### What is needed
Print the data below verbatim, minus images.

### Supplied information
=== Begin Enclosure ===
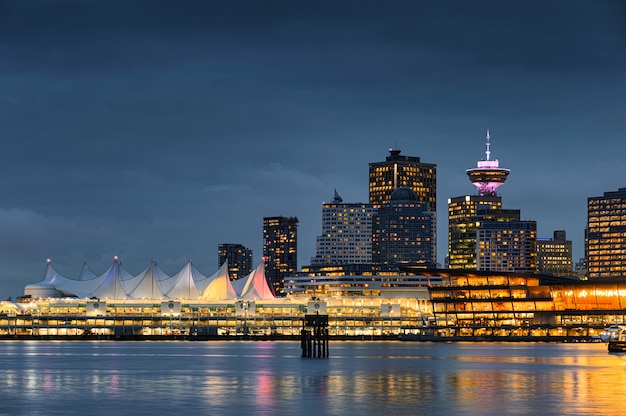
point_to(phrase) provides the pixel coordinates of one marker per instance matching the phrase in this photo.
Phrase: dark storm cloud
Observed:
(160, 129)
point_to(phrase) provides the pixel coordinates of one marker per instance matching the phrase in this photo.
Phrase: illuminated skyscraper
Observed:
(404, 232)
(554, 255)
(504, 243)
(605, 236)
(487, 176)
(346, 234)
(239, 259)
(280, 250)
(397, 171)
(462, 210)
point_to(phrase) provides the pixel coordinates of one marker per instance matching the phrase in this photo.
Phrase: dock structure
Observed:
(314, 336)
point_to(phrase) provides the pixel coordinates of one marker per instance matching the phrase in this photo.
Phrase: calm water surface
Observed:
(270, 378)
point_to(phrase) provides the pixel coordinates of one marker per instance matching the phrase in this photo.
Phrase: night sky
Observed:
(160, 129)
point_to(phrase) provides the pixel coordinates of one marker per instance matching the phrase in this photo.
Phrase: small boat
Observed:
(618, 344)
(609, 333)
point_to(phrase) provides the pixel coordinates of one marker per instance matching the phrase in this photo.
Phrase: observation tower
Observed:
(488, 175)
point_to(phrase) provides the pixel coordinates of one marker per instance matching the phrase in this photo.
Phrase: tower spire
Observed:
(487, 176)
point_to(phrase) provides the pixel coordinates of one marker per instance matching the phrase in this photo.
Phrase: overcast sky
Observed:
(160, 129)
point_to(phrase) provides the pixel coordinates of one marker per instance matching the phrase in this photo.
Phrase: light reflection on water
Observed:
(270, 378)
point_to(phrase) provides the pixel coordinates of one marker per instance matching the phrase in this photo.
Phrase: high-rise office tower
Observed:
(239, 259)
(462, 212)
(280, 250)
(605, 235)
(398, 170)
(346, 233)
(554, 255)
(487, 176)
(504, 243)
(404, 232)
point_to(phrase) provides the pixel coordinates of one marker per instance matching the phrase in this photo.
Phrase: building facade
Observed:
(280, 249)
(398, 170)
(404, 232)
(239, 259)
(346, 233)
(504, 243)
(462, 211)
(605, 235)
(554, 255)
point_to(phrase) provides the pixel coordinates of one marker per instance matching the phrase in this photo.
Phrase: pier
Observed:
(314, 336)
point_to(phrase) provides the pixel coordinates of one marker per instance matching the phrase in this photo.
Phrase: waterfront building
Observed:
(399, 170)
(499, 305)
(346, 233)
(605, 235)
(404, 231)
(413, 303)
(280, 249)
(554, 255)
(238, 257)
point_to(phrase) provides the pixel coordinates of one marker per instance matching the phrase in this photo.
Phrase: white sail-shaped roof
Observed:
(219, 285)
(183, 286)
(86, 273)
(152, 283)
(256, 286)
(145, 285)
(110, 283)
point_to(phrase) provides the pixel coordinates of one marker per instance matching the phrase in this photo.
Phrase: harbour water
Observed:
(270, 378)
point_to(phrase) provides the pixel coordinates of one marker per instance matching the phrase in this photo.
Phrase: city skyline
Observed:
(158, 130)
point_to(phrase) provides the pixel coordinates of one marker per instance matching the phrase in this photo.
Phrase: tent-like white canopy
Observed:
(152, 283)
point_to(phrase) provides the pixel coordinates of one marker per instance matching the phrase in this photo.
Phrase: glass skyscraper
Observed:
(280, 250)
(605, 236)
(239, 259)
(398, 170)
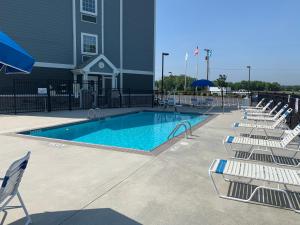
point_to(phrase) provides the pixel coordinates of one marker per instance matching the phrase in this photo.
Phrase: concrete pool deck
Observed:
(77, 185)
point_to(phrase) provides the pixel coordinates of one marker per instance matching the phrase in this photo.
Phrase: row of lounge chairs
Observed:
(264, 164)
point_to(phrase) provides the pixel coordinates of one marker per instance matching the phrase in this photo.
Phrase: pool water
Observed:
(143, 131)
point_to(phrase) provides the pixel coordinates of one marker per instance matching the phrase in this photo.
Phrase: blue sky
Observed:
(262, 33)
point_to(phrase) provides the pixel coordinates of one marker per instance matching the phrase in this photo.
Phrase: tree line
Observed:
(177, 82)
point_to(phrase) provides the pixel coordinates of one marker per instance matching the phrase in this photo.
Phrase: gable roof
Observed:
(86, 66)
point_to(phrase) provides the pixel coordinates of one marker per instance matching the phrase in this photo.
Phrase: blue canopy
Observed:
(203, 83)
(13, 57)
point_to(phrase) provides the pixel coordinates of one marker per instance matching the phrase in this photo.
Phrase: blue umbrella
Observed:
(203, 83)
(14, 58)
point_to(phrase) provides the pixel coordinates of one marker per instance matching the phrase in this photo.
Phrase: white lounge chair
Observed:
(271, 113)
(266, 118)
(285, 147)
(254, 183)
(10, 185)
(258, 106)
(276, 127)
(260, 110)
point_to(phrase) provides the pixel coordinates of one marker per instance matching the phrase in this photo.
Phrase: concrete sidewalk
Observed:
(75, 185)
=== End Enclosure ===
### Response area
point_to(phrase) provides the pixel coordinates of one marker per instance matching the phrase in this photo.
Phrase: dark storm cloud
Observed:
(160, 129)
point_to(phrase) provides the pixel coordinates of one marker per instance matching the phrase in this photo.
Phrase: illuminated skyscraper
Observed:
(404, 232)
(554, 255)
(504, 243)
(605, 236)
(487, 176)
(346, 234)
(239, 259)
(280, 250)
(397, 171)
(462, 210)
point_to(phrase) provides the pixel coordinates of one marker per instance matching the phrase in this photo.
Phrase: dock structure
Observed:
(314, 336)
point_to(phrase) provides the pixel coordinates of one marker per instance matching the phrase in this photo.
Phrase: calm water surface
Observed:
(270, 378)
point_to(phrase) provides the pixel coordinates of one marker per instance matching the phrase in this photo.
Phrase: night sky
Observed:
(160, 129)
point_to(phrase) provides the pixel coordinates of one marker per instance matching the phrase in this photo.
Phrase: small boat
Observed:
(618, 344)
(609, 333)
point_to(phrase) provides the pixel coordinates of one marker per instance matching the phrase in this photo.
Phrase: observation tower
Observed:
(488, 175)
point_to(phrase) provides the pixel coordinates of one marker per instance matching the phrase in this photo.
Phrase: tower spire
Observed:
(487, 176)
point_to(phrase) provides the pixel coordinates of one marker per instance matching the phrase in this photo.
Phrase: overcast sky
Observed:
(160, 129)
point_to(phrase) provides the pixel coordinates of one marker per instance matching the phrase in this photo.
Phrase: light reflection on water
Observed:
(270, 378)
point_to(phrase) provides the pixel coordinates of one marker per instance matching the phrase in this photo.
Phrase: high-rise office tower
Observed:
(239, 259)
(462, 212)
(280, 250)
(605, 235)
(398, 170)
(346, 233)
(554, 255)
(487, 176)
(504, 243)
(404, 232)
point_to(phrase) provides the pixel coordinates of one marker per instance matching the phrase in this photo.
Phrase: building facade
Observed:
(280, 249)
(398, 170)
(404, 232)
(239, 259)
(346, 233)
(504, 243)
(462, 211)
(605, 235)
(554, 255)
point_to(phrase) provides the pixel coordinates of one marker per instance matching the phrase in this photo.
Phrase: pier
Observed:
(314, 336)
point_to(phrase) provides the pixel coordinates of one marker per instance matching the phrase in this photo.
Phrase: waterfront building
Observed:
(399, 170)
(499, 305)
(346, 233)
(605, 235)
(404, 231)
(413, 303)
(280, 249)
(554, 255)
(238, 257)
point_to(phrase) provides the pixel coordinates of one marker per instance matching the phrase in this photo.
Phrase: white sail-shaped roof
Observed:
(219, 285)
(183, 286)
(86, 273)
(152, 283)
(256, 286)
(145, 285)
(110, 283)
point_to(phrase) provides the pixel coordinates of one marker per instance matching the phrase in this photo.
Phrase: harbour water
Observed:
(270, 378)
point_to(phrase) provides the pixel coordinates of one marker per instance matching the phrase in this photo.
Phrase: city skyline
Observed:
(158, 130)
point_to(phrase) provides the pixel coordinates of one marker per instance matching the phrase in this photo.
Phrase: tent-like white canopy
Observed:
(152, 283)
point_to(phrase) provides the pixel coordinates of one marker per instance matching the phrase in this photo.
Phrase: glass skyscraper
Observed:
(280, 250)
(605, 236)
(239, 259)
(398, 170)
point_to(phrase) provides the pixel coordinates of one marker per instance matching the phrase in this photo.
Phrase: concrete pool deck
Observed:
(77, 185)
point_to(phrase) provides the pixel coordinates of one marker per instance matching the phrase in this photo.
Phrase: row of lounge chairs
Observed:
(264, 164)
point_to(phrase) provides the pixel coordinates of one marker per instance matching the phrase in this photo.
Phrase: pool water
Observed:
(143, 131)
point_to(phrase) provides the pixel coordinates of one marker per instance matching the phrase in this photo.
Phrase: blue sky
Observed:
(262, 33)
point_to(phrase) provides the pixel coordinates of one marker per instance matching the phrase in this photo.
Phrase: tree line
Observed:
(177, 82)
point_to(phrase) provides the pixel coordinates of one marker per instance matching the phrase in this photo.
Phrase: gable roof
Observed:
(86, 66)
point_to(phrase) provides the pixel coordinates of one marker per instance matching the phrase in this photo.
Phrase: blue canopy
Observed:
(203, 83)
(13, 57)
point_to(phrase) provides the pixel coordinates of one marker per instance matching the phrase in this photo.
Phrase: blue umbrella
Observed:
(203, 83)
(14, 58)
point_to(phrase) provides the pixel coordinates of one marker per instance matching the phrase in this photo.
Phrase: white lounge chair
Observed:
(271, 113)
(266, 118)
(285, 147)
(254, 183)
(10, 185)
(258, 106)
(276, 127)
(260, 110)
point_to(phrase) provides the pixel coordinates of one marker per instance matching the phrase in this photo.
Phrase: concrete sidewalk
Observed:
(75, 185)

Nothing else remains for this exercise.